● TEXTE EXTRAIT:

====

Des sanctions dissuasives comme levier de conformité
La législation consacre désormais une échelle graduée d’amendes allant de 20 à 50 millions de francs CFA, auxquelles peuvent s’ajouter la fermeture immédiate des points de vente et la saisie des sommes litigieuses. En clair, les agences clandestines ne pourront plus se prévaloir d’une quelconque tolérance. Cette fermeté répond au double objectif de protéger les utilisateurs contre les risques de fraude et de réduire la vulnérabilité du pays au blanchiment d’argent lié aux trafics transfrontaliers.
Depuis l’annonce du 25 juillet, plusieurs enseignes internationales, dont deux géants américains du transfert électronique, ont annoncé entamer la procédure d’enrôlement de leurs sous-agents indépendants. Les autorités y voient la preuve que la dissuasion réglementaire constitue un levier efficace de conformité volontaire, évitant ainsi l’écueil d’opérations coup de poing perçues comme brutales par les investisseurs.
Impact attendu sur l’inclusion et la stabilité
En favorisant la bancarisation progressive des opérateurs, la réforme pourrait accélérer l’adoption de solutions numériques domestiques, lesquelles réduisent les coûts de transaction et favorisent l’inclusion. Les associations de consommateurs saluent déjà la perspective d’une tarification plus transparente, tandis que les autorités monétaires entrevoient un meilleur suivi des flux en devises, élément crucial pour la gestion des réserves de change.
Les observateurs notent également que l’encadrement plus strict des transferts s’inscrit dans la stratégie nationale de cybersécurité adoptée fin 2023. La collecte centralisée des données transactionnelles par l’ARTF permettra une détection plus fine des anomalies, renforçant, par ricochet, la confiance des bailleurs internationaux.
Une fenêtre d’opportunités pour les partenariats
Au-delà du caractère domestique de la mesure, Brazzaville entend positionner le Congo comme plateforme régionale de services financiers dématérialisés. Des pourparlers sont déjà engagés avec des fintechs d’Afrique australe pour déployer des corridors de paiement plus rapides entre Pointe-Noire, Johannesburg et Luanda. L’enregistrement systématique des agents constituera un atout de crédibilité dans ces négociations, en offrant des garanties claires en matière de conformité.

====

● DONNÉES D’ENTRÉE:

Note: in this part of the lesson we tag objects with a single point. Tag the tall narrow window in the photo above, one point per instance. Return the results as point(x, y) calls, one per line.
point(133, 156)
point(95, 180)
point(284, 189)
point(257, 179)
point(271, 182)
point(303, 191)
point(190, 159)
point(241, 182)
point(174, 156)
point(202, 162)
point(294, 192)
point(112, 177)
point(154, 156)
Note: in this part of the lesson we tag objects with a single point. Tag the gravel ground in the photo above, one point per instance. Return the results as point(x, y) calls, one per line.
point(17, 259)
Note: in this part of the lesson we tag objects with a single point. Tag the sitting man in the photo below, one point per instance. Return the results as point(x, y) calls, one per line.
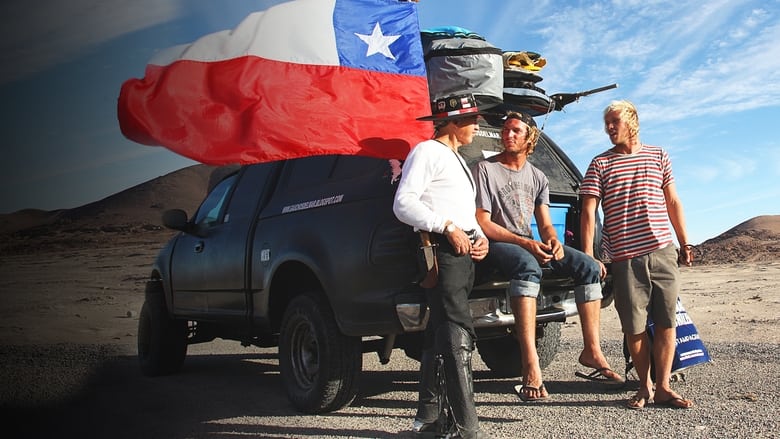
point(510, 193)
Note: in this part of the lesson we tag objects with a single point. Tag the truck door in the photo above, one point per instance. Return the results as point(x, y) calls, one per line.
point(209, 268)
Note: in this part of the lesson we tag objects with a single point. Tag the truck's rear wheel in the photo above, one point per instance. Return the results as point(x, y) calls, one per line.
point(162, 341)
point(320, 366)
point(502, 355)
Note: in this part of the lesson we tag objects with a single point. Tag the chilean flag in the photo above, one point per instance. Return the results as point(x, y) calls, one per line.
point(302, 78)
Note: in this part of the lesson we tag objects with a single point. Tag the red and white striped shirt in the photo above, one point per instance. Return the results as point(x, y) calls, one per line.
point(631, 189)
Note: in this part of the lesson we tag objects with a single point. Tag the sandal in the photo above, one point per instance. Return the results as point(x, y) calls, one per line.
point(675, 402)
point(637, 402)
point(523, 391)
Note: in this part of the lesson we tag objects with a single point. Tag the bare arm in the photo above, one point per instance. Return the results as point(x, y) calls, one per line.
point(498, 233)
point(547, 231)
point(588, 227)
point(677, 218)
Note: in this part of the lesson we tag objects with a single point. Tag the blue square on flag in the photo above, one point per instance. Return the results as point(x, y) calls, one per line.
point(380, 35)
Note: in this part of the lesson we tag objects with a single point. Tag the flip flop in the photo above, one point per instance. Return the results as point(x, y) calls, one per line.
point(598, 376)
point(675, 402)
point(637, 402)
point(519, 390)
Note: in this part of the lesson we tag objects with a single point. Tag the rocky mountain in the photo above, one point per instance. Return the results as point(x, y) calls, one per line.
point(755, 240)
point(132, 215)
point(135, 215)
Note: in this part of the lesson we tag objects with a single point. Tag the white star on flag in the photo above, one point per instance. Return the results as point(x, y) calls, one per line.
point(378, 43)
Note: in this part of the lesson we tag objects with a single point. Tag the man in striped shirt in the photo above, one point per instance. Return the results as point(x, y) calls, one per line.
point(633, 183)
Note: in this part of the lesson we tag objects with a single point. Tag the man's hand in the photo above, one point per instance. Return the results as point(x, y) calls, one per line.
point(686, 255)
point(541, 251)
point(556, 249)
point(479, 249)
point(460, 241)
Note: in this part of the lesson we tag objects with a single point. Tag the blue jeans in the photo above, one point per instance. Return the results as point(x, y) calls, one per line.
point(525, 273)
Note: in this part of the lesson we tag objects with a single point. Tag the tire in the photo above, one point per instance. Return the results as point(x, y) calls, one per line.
point(162, 341)
point(502, 355)
point(320, 366)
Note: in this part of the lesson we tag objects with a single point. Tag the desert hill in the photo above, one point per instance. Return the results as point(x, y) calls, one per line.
point(755, 240)
point(134, 215)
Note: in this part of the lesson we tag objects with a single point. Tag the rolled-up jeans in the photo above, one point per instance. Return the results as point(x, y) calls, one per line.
point(525, 273)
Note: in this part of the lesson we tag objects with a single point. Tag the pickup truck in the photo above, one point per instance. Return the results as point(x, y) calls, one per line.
point(306, 255)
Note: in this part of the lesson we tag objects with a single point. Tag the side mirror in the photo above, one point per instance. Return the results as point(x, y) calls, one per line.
point(176, 219)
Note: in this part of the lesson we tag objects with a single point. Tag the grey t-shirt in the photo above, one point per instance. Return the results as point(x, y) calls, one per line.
point(510, 196)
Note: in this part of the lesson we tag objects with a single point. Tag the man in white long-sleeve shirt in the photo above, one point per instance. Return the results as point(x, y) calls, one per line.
point(437, 194)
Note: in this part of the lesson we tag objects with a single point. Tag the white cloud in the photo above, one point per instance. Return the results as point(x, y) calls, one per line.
point(35, 35)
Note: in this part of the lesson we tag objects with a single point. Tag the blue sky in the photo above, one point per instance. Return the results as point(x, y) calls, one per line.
point(705, 77)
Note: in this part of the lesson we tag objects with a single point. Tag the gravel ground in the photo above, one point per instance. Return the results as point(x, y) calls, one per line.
point(226, 391)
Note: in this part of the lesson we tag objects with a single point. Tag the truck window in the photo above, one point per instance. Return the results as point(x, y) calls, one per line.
point(211, 208)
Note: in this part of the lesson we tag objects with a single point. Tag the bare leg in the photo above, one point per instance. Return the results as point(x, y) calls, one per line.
point(592, 356)
point(663, 353)
point(639, 347)
point(524, 310)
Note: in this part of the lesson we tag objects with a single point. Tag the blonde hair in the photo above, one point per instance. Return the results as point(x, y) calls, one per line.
point(628, 114)
point(533, 131)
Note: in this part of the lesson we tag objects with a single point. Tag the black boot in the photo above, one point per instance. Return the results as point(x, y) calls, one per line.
point(456, 346)
point(425, 424)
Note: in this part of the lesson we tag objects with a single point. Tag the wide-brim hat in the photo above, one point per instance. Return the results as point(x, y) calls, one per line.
point(459, 106)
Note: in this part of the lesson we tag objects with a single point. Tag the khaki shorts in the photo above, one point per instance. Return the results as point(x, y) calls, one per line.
point(647, 285)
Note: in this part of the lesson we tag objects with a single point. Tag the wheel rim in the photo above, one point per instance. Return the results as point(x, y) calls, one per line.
point(305, 355)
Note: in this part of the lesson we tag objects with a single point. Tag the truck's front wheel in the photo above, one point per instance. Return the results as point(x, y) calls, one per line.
point(502, 355)
point(320, 366)
point(162, 341)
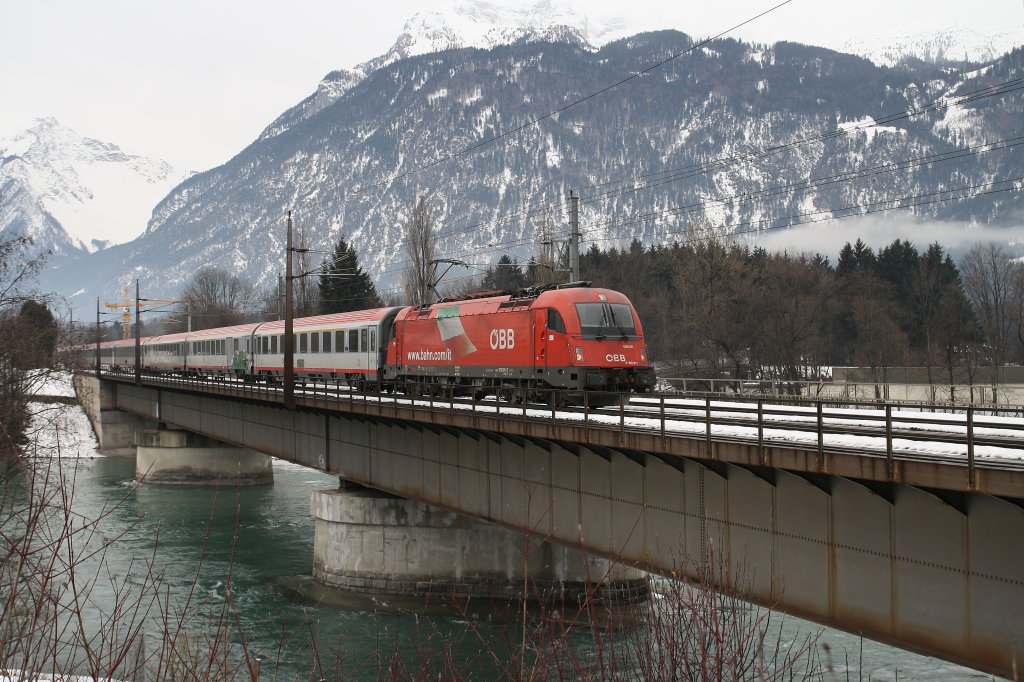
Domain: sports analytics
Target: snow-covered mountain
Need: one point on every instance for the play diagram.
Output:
(75, 195)
(467, 24)
(705, 144)
(951, 45)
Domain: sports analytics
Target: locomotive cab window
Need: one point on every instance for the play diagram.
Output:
(603, 320)
(555, 322)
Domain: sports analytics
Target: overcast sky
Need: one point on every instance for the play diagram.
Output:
(196, 81)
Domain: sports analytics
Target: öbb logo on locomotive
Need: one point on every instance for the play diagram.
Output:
(502, 339)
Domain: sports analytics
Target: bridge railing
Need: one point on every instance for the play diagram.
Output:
(931, 394)
(881, 429)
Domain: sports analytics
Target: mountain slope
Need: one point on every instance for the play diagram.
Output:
(350, 168)
(75, 195)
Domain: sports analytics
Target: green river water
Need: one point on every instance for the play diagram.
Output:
(185, 551)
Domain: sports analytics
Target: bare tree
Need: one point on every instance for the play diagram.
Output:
(1017, 305)
(986, 271)
(420, 248)
(217, 298)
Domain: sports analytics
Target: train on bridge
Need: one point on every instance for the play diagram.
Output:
(562, 340)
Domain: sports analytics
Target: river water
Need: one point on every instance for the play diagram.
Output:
(231, 563)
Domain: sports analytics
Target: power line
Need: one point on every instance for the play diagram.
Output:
(811, 183)
(673, 174)
(857, 210)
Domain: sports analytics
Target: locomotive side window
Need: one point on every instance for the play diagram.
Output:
(603, 320)
(555, 322)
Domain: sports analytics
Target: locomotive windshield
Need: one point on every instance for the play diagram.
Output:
(604, 320)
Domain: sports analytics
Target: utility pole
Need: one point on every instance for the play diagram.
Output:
(138, 340)
(281, 297)
(573, 236)
(289, 324)
(98, 356)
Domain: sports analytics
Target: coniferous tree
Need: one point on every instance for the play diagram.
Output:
(343, 284)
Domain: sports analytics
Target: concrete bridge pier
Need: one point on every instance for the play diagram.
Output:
(180, 458)
(115, 429)
(374, 543)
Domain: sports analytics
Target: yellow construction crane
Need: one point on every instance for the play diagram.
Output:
(125, 307)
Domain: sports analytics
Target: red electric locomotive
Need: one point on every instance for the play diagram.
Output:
(542, 342)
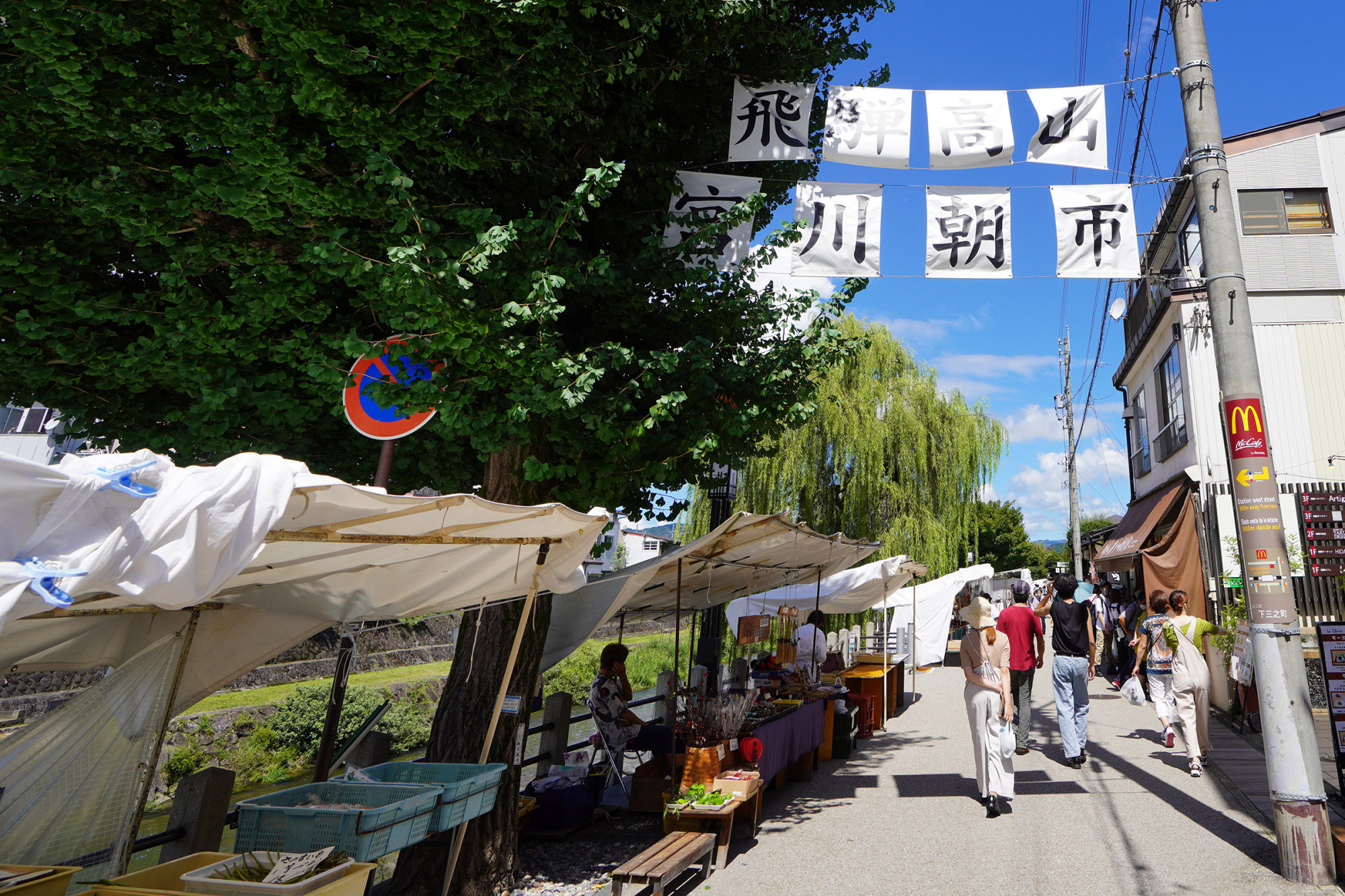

====

● CONSIGNE:
Recopie le passage du texte sur la réforme des transferts d’argent en commençant aux mots « Impact attendu sur » et en t’arrêtant après « des bailleurs internationaux. ». Remplace « cybersécurité » par « sécurité numérique ».

● RÉPONSE RÉDIGÉE:
Impact attendu sur l’inclusion et la stabilité
En favorisant la bancarisation progressive des opérateurs, la réforme pourrait accélérer l’adoption de solutions numériques domestiques, lesquelles réduisent les coûts de transaction et favorisent l’inclusion. Les associations de consommateurs saluent déjà la perspective d’une tarification plus transparente, tandis que les autorités monétaires entrevoient un meilleur suivi des flux en devises, élément crucial pour la gestion des réserves de change.
Les observateurs notent également que l’encadrement plus strict des transferts s’inscrit dans la stratégie nationale de sécurité numérique adoptée fin 2023. La collecte centralisée des données transactionnelles par l’ARTF permettra une détection plus fine des anomalies, renforçant, par ricochet, la confiance des bailleurs internationaux.